Below are some records; return each one exactly.

[Rows from a dataset]
::::
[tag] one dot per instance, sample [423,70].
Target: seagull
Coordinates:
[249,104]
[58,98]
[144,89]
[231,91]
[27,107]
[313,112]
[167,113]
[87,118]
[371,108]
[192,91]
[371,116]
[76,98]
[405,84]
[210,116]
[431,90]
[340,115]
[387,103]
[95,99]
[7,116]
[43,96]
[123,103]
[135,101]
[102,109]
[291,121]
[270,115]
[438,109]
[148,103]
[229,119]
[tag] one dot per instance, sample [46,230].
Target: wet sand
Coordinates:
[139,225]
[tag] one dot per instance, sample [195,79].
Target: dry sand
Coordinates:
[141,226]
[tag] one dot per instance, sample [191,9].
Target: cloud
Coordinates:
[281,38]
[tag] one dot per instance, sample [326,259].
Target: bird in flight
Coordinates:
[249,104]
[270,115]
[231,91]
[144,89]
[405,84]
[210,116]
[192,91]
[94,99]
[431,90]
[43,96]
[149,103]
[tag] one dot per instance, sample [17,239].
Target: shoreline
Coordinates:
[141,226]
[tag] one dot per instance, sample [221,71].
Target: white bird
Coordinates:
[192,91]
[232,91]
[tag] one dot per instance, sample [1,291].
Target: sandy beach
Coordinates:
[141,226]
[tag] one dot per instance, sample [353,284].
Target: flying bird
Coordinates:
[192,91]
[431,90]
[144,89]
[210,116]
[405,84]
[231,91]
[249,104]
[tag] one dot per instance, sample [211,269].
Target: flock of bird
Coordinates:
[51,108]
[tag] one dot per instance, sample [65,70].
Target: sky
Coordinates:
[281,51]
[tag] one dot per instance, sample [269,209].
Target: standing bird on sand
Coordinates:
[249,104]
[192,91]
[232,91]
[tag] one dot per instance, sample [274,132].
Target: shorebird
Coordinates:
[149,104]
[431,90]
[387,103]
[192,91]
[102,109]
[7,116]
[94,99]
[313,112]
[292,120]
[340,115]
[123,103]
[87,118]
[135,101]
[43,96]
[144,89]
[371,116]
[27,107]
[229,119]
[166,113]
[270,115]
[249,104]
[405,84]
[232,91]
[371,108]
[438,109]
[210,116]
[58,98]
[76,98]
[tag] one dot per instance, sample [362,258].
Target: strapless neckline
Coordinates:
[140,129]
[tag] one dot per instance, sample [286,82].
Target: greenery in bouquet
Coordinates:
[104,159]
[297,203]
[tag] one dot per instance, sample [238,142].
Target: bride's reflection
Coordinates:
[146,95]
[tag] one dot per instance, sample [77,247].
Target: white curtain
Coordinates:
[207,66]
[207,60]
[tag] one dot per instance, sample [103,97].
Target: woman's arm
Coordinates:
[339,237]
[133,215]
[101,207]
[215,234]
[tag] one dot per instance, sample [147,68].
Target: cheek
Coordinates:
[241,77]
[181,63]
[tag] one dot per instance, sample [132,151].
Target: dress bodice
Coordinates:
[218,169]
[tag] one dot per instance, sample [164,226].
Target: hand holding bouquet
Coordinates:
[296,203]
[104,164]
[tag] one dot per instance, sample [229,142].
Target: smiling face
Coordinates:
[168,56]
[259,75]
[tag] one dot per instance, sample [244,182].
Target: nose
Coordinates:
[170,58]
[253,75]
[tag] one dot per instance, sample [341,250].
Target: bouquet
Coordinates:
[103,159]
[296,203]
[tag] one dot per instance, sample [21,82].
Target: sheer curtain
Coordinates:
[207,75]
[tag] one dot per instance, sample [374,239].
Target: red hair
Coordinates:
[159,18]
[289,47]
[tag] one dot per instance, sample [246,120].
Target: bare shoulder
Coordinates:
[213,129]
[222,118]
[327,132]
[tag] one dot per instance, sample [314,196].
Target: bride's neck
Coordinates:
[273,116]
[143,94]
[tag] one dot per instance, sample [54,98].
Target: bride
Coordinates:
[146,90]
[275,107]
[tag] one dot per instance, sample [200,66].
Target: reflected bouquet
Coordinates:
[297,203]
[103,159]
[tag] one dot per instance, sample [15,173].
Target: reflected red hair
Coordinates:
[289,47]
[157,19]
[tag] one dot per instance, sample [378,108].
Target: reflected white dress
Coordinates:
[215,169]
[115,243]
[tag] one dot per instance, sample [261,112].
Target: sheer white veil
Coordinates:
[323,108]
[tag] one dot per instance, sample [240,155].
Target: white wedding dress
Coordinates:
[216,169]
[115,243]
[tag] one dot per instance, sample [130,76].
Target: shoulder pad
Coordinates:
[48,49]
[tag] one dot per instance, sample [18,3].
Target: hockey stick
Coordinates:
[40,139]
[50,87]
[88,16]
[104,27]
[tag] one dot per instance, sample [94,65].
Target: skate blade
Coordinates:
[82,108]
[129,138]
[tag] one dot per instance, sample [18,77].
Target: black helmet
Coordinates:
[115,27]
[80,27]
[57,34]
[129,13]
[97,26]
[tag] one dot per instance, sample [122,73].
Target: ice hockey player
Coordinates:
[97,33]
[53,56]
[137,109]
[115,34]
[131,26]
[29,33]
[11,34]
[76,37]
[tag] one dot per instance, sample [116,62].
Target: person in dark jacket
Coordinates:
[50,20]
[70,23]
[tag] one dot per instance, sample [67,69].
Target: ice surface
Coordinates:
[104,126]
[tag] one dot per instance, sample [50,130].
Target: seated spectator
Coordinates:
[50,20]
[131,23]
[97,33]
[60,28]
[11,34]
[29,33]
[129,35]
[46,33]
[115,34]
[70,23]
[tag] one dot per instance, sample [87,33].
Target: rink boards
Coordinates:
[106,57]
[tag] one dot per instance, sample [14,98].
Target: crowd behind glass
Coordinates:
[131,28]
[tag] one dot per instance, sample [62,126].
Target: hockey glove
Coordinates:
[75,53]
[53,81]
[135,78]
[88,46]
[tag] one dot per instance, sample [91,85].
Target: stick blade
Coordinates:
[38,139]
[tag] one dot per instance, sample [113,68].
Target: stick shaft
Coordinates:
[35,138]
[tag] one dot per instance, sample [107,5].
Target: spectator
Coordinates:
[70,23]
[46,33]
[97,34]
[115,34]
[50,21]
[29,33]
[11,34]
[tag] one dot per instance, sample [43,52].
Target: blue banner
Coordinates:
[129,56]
::::
Response:
[tag] one dot per instance, sample [423,70].
Target: seagull
Coordinates:
[249,104]
[58,98]
[144,89]
[231,91]
[27,107]
[313,112]
[167,113]
[87,118]
[371,108]
[192,91]
[371,116]
[76,98]
[405,84]
[210,116]
[431,90]
[340,115]
[387,103]
[95,99]
[7,116]
[43,96]
[123,103]
[135,101]
[102,109]
[291,121]
[270,115]
[438,109]
[148,103]
[229,119]
[tag] one dot per instance, sample [46,230].
Target: wet sand
Coordinates:
[139,225]
[tag] one dot per instance, sample [195,79].
Target: dry sand
Coordinates:
[141,226]
[tag] one dot per instance, sample [191,9].
Target: cloud
Coordinates:
[281,38]
[tag] one dot per instance, sample [326,259].
Target: bird in flight
Coordinates:
[249,104]
[270,115]
[231,91]
[144,89]
[405,84]
[210,116]
[192,91]
[94,99]
[431,90]
[43,96]
[149,103]
[tag] one dot per instance, sample [17,239].
Target: shoreline
Coordinates:
[141,226]
[tag] one dot per instance, sample [221,71].
Target: white bird
Coordinates:
[192,91]
[232,91]
[tag] one dot per instance, sample [1,291].
Target: sandy beach
Coordinates:
[141,226]
[tag] one dot per instance, sample [353,284].
Target: flying bird
Coordinates:
[192,91]
[431,90]
[144,89]
[210,116]
[405,84]
[231,91]
[249,104]
[tag] one dot per instance, sample [211,269].
Target: flock of bird
Coordinates:
[51,108]
[tag] one dot per instance, sample [65,70].
Target: sky
Coordinates:
[281,51]
[tag] one dot per instance, sample [269,209].
Target: standing bird on sand
Coordinates:
[249,104]
[192,91]
[232,91]
[tag] one dot per instance, sample [274,132].
Target: shorebird
Coordinates:
[149,104]
[431,90]
[387,103]
[192,91]
[102,109]
[7,116]
[94,99]
[313,112]
[292,120]
[340,115]
[123,103]
[87,118]
[135,101]
[43,96]
[144,89]
[371,116]
[27,107]
[229,119]
[166,113]
[270,115]
[249,104]
[405,84]
[232,91]
[371,108]
[438,109]
[210,116]
[58,98]
[76,98]
[tag] one dot per instance, sample [362,258].
Target: strapless neckline
Coordinates:
[140,129]
[tag] one dot per instance, sample [286,82].
Target: greenery in bouquet
Coordinates:
[104,159]
[297,203]
[tag] one dot per instance, sample [238,142].
Target: bride's reflection
Coordinates:
[146,95]
[tag] one dot per instance, sample [77,247].
Target: white curtain
Coordinates:
[207,66]
[207,60]
[tag] one dot per instance, sample [103,97].
Target: woman's arm
Coordinates:
[339,237]
[133,215]
[101,207]
[215,234]
[tag] one dot per instance, sample [147,68].
Target: cheek
Coordinates:
[241,77]
[181,63]
[tag] one dot per instance, sample [132,151].
Target: dress bodice
Coordinates:
[218,169]
[tag] one dot per instance, sample [164,226].
Target: hand holding bouquet
Coordinates:
[296,203]
[104,164]
[tag] one dot per instance, sample [229,142].
Target: smiling face
Coordinates:
[168,56]
[259,75]
[tag] one dot per instance, sample [244,182].
Target: nose
Coordinates:
[170,58]
[253,75]
[tag] one dot per instance, sample [341,250].
Target: bouquet
Coordinates:
[103,159]
[296,203]
[tag] one dot per instance, sample [21,82].
Target: sheer curtain
Coordinates:
[207,75]
[tag] one dot per instance, sample [374,239].
Target: red hair
Coordinates:
[159,18]
[289,47]
[tag] one dot per instance, sample [246,120].
Target: bare shoulder
Coordinates:
[213,129]
[222,118]
[327,132]
[tag] one dot per instance, sample [314,196].
Target: bride's neck
Coordinates:
[273,116]
[143,94]
[tag] one dot per instance, sample [54,98].
Target: bride
Coordinates:
[146,90]
[275,107]
[tag] one dot per instance, sample [200,66].
Target: reflected bouquet
Coordinates:
[297,203]
[103,159]
[tag] one dot per instance, sample [15,173].
Target: reflected red hair
Coordinates:
[289,47]
[157,19]
[tag] one dot per instance, sample [378,108].
Target: reflected white dress
Coordinates:
[215,169]
[115,243]
[tag] one dot per instance, sample [261,112].
Target: sheer white veil
Coordinates:
[323,108]
[tag] one dot per instance, sample [240,155].
Target: white wedding dress
Coordinates:
[216,169]
[115,243]
[tag] one dot per instance, sample [130,76].
Target: shoulder pad
Coordinates:
[48,49]
[tag] one dot per instance, sample [18,3].
Target: hockey stick
Coordinates:
[40,139]
[50,87]
[88,16]
[104,27]
[tag] one dot per instance, sample [94,65].
Target: skate blade
Coordinates:
[82,108]
[129,138]
[tag] one dot per instance, sample [18,77].
Target: black helmet
Coordinates:
[115,27]
[80,27]
[57,34]
[129,13]
[97,26]
[tag] one dot per instance, sample [122,73].
Target: ice hockey player
Coordinates:
[97,33]
[53,56]
[137,109]
[115,34]
[131,26]
[29,33]
[11,34]
[76,37]
[tag] one dot per instance, sample [116,62].
Target: person in dark jacket
Coordinates:
[50,20]
[70,23]
[tag] one dot per instance, sample [67,69].
Target: ice surface
Coordinates:
[104,126]
[tag] one dot per instance, sample [50,130].
Target: seated spectator
Coordinates:
[50,20]
[131,23]
[97,33]
[60,28]
[11,34]
[29,33]
[129,35]
[46,33]
[115,34]
[70,23]
[tag] one dot per instance, sample [87,33].
Target: rink boards
Coordinates:
[106,57]
[tag] one dot per instance, sample [14,98].
Target: crowd behind glass
Coordinates:
[131,28]
[tag] one dot per instance, sample [62,126].
Target: hockey glove
Coordinates:
[75,53]
[53,81]
[135,78]
[88,46]
[tag] one dot per instance, sample [91,85].
Target: stick blade
Coordinates:
[38,139]
[tag] one dot per instance, sample [113,68].
Target: stick shaft
Coordinates:
[35,138]
[tag] one dot per instance, sample [107,5].
Target: spectator
Coordinates:
[70,23]
[46,33]
[97,34]
[115,34]
[50,21]
[29,33]
[11,34]
[tag] one dot per instance, sample [43,52].
Target: blue banner
Coordinates:
[129,56]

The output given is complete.